Items drawn from a data source
***

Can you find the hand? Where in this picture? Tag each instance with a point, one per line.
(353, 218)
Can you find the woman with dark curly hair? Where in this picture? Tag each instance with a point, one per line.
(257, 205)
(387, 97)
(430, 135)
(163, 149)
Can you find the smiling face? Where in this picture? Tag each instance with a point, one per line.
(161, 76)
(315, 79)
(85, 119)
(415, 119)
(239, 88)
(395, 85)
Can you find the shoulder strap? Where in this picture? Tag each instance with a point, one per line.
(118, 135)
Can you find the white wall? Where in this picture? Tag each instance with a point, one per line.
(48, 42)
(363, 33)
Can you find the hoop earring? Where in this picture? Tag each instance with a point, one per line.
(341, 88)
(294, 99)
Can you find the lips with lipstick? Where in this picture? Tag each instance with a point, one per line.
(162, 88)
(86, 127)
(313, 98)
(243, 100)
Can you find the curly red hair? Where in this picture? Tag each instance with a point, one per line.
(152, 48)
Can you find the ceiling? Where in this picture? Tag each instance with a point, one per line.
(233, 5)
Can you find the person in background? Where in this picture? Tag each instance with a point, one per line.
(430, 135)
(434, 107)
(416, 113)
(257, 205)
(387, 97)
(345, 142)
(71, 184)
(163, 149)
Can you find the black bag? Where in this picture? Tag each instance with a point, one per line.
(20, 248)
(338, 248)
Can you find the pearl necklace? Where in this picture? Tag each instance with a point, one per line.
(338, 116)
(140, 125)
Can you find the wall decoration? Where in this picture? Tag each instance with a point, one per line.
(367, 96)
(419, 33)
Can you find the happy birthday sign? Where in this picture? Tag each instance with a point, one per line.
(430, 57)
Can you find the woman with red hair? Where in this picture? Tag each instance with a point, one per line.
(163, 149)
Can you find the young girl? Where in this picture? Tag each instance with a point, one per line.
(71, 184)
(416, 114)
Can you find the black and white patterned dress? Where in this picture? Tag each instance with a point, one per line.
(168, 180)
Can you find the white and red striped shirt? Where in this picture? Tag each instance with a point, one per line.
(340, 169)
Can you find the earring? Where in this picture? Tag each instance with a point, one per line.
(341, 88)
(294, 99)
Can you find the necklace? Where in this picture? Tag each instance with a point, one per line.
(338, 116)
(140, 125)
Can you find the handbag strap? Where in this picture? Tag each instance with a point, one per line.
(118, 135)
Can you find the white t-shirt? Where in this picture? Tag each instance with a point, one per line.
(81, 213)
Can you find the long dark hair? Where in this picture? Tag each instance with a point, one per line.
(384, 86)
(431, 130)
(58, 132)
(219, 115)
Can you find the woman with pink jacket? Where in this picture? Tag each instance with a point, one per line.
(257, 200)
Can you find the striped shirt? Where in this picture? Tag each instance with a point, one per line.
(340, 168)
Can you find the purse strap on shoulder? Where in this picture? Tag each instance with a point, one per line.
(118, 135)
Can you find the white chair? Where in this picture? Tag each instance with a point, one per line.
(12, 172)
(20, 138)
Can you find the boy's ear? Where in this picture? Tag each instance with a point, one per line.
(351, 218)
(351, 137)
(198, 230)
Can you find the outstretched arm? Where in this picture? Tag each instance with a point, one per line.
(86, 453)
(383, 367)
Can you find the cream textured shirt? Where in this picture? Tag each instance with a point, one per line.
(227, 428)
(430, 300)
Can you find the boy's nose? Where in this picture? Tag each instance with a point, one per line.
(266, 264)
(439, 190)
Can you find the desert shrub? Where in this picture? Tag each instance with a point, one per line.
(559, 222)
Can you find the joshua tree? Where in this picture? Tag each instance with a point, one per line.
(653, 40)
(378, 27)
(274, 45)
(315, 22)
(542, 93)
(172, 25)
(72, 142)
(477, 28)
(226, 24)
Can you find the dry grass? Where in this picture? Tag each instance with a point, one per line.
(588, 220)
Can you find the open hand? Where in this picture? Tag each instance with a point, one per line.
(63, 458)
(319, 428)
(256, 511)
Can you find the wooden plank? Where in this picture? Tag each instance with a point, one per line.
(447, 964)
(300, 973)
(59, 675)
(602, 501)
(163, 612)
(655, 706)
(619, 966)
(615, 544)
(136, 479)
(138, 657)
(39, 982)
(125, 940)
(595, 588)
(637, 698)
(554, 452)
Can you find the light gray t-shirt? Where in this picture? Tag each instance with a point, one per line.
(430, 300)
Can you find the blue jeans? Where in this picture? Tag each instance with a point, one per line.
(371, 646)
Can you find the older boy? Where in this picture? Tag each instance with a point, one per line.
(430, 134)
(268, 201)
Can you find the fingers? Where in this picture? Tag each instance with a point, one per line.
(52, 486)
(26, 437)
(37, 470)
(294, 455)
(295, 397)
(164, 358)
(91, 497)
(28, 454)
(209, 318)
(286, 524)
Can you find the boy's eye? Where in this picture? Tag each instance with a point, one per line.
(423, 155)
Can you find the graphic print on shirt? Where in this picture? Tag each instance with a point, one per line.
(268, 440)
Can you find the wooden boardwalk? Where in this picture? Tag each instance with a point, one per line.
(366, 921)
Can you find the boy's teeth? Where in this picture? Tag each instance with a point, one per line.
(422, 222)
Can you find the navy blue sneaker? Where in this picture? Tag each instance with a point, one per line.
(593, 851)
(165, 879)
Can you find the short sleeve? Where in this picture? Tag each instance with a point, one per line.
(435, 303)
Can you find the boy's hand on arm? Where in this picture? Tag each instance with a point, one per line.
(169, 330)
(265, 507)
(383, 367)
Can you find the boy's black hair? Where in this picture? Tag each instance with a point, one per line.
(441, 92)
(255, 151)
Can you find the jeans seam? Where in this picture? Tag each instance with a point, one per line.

***

Convert the entire listing above into a JSON list of strings, with one string for each line and any blank lines omitted.

**Task answer**
[
  "Can you find the hand? Where in this picture? Tag each instance with a point, one per line.",
  "(353, 218)",
  "Can you find the woman with dark curly hair? Where in this picture? Tag each instance with a point, one per line.",
  "(257, 205)",
  "(387, 97)",
  "(430, 135)",
  "(163, 149)",
  "Can you find the smiling face? Where in this picture? Tag each instance with a point, one per line.",
  "(161, 76)",
  "(315, 79)",
  "(85, 119)",
  "(415, 119)",
  "(239, 88)",
  "(395, 85)",
  "Can you find the shoulder strap? Where in this picture? Tag each instance with a point, one per line.",
  "(118, 135)",
  "Can you find the white wall? Where in this picture? Tag each instance with a point, one per line.",
  "(48, 42)",
  "(363, 33)",
  "Can you find the hoop earring? Where in this picture? Tag each instance with a point, one per line.",
  "(341, 88)",
  "(294, 99)",
  "Can you find the lips with lipstick? Where in this picture? Tag each instance with a point, one per line.",
  "(162, 88)",
  "(86, 127)",
  "(313, 98)",
  "(243, 100)",
  "Can you find the curly red hair? Where in this picture? Tag each instance with a point, one per line.",
  "(152, 48)",
  "Can you find the ceiling? Where in this picture? Tag each instance with a point, one per line.",
  "(233, 5)",
  "Can you find the person in background? Where in this picture? Tag each instance with a point, one per line.",
  "(430, 135)",
  "(434, 107)",
  "(416, 113)",
  "(257, 205)",
  "(387, 97)",
  "(345, 142)",
  "(71, 184)",
  "(163, 149)",
  "Can you find the black bag? Where in this picture? Tag each instance with a point, one per line.",
  "(20, 248)",
  "(338, 248)",
  "Can you find the pearl necklace? Where in this picture? Tag each instance with a point, one per line.",
  "(338, 116)",
  "(140, 125)",
  "Can you find the wall decoration? Where in this picture? Tag each instance with a point, one per line.",
  "(367, 96)",
  "(419, 33)",
  "Can you find the happy birthday sign? Where in this picture? Tag each instance with a point, one per line.",
  "(430, 57)",
  "Can you find the woman with red hair? Where in this picture? Tag each instance with a point, one per line.",
  "(163, 149)",
  "Can you find the young girl? Where in this picture? Tag each instance with a point, one per line.",
  "(71, 184)",
  "(416, 114)",
  "Can you find the black and white patterned dress? Where in this picture? Tag each instance with a point, one per line.",
  "(168, 180)",
  "Can you find the white and red striped shirt? Where in this picture? Tag each instance with a point, one per line.",
  "(340, 169)",
  "Can you find the earring? Where in this picture? Tag each instance with a point, one per line.",
  "(341, 88)",
  "(294, 99)",
  "Can you find the necklace? Where in this picture? Tag each instance with a point, one per line.",
  "(338, 116)",
  "(140, 125)",
  "Can you find the handbag strap? Where in this picture? Tag each instance with a point, one per line.",
  "(118, 135)",
  "Can you find the white t-shirt? Where in this picture? Tag each instance with a point, one per line.",
  "(81, 213)",
  "Can you find the long dark hair? Where in this picture? Tag each instance with a point, one per line.",
  "(384, 86)",
  "(431, 130)",
  "(58, 132)",
  "(219, 115)",
  "Can you find the woman with pink jacket? Where in this picture? Tag each instance with a point, one per line.",
  "(257, 200)",
  "Can you find the striped shirt? Where in this picture? Tag each instance with a point, one per line.",
  "(340, 168)",
  "Can you find the purse strap on shoulder? Where in this picture? Tag each instance with a point, one per line.",
  "(118, 135)",
  "Can you find the white chair? Where in this picture? Tag each instance with a point, one per line.",
  "(12, 172)",
  "(20, 138)",
  "Can you find the boy's ear? Where in this picture? Tag each instance with a point, one per line.",
  "(351, 218)",
  "(351, 137)",
  "(198, 230)",
  "Can you find the outstretched arm? Where in this picture? Tag each instance with a point, one per line.",
  "(86, 453)",
  "(383, 367)",
  "Can you find the cream textured shirt? Where in this picture? Tag each instance with a point, one per line.",
  "(227, 428)",
  "(430, 300)",
  "Can you find the boy's nose? Where in this picture? Tag each instance with a point, one per line.",
  "(266, 264)",
  "(439, 190)",
  "Can you find the desert shrub? Where in this picture? Tag each instance with a point, one per line.",
  "(559, 222)",
  "Can you find the joshua tree? Where in this picture? Tag each instance with a point, one per line.",
  "(653, 40)",
  "(378, 27)",
  "(274, 45)",
  "(315, 22)",
  "(542, 93)",
  "(172, 25)",
  "(72, 142)",
  "(477, 28)",
  "(226, 24)",
  "Can you find the dry grass? Where in this picture? Tag each instance with a point, one per line.",
  "(588, 220)",
  "Can you find the open hand? Where in this picture? Tag each instance with a point, one per line.",
  "(63, 458)",
  "(319, 428)",
  "(256, 511)",
  "Can you find the wooden plank? Where in this picture? Tag each instance with a point, one per line.",
  "(447, 964)",
  "(300, 973)",
  "(59, 675)",
  "(602, 501)",
  "(163, 612)",
  "(655, 706)",
  "(619, 966)",
  "(615, 544)",
  "(136, 479)",
  "(138, 657)",
  "(39, 982)",
  "(125, 940)",
  "(595, 588)",
  "(637, 698)",
  "(554, 452)",
  "Can you find the light gray t-shirt? Where in this picture? Tag each instance with a point, one per line.",
  "(430, 300)",
  "Can you find the blue jeans? Where in this picture? Tag each instance with a point, one per line.",
  "(371, 646)",
  "Can you find the older boy? Where in this picture? Tag each instance with a point, one per line.",
  "(430, 134)",
  "(268, 201)",
  "Can you find the fingers? Where in this picture? Tag each instance with a point, one per line.",
  "(52, 486)",
  "(26, 437)",
  "(37, 470)",
  "(294, 455)",
  "(295, 397)",
  "(164, 358)",
  "(91, 497)",
  "(28, 454)",
  "(209, 318)",
  "(286, 524)",
  "Can you find the boy's eye? Where in this picture? Tag each instance with a point, one per line.",
  "(423, 155)",
  "Can you find the graphic print on shirt? Where in this picture? Tag each instance with a point, one per line.",
  "(268, 440)",
  "Can you find the wooden boardwalk? Where in this picture? Tag each instance with a point, one per line.",
  "(366, 921)",
  "Can you find the boy's teeth? Where in this picture? Tag each instance with a point, one per line.",
  "(422, 222)",
  "Can you find the navy blue sneaker? Where in this picture? Tag each instance with a point, one per line.",
  "(593, 851)",
  "(165, 879)",
  "Can you find the short sleeve? Where in this picture? Tag each instance with a point, one per line.",
  "(435, 303)",
  "Can you find the boy's hand on arm? Where in this picture? Tag each instance with a point, one per line.",
  "(169, 330)",
  "(265, 507)",
  "(383, 367)",
  "Can you find the boy's black hair? Where in this picture? Tag each instance with a point, one per line.",
  "(441, 92)",
  "(255, 151)",
  "Can you find the jeans seam? Where in this picture? Tag each instance with a point, one per line."
]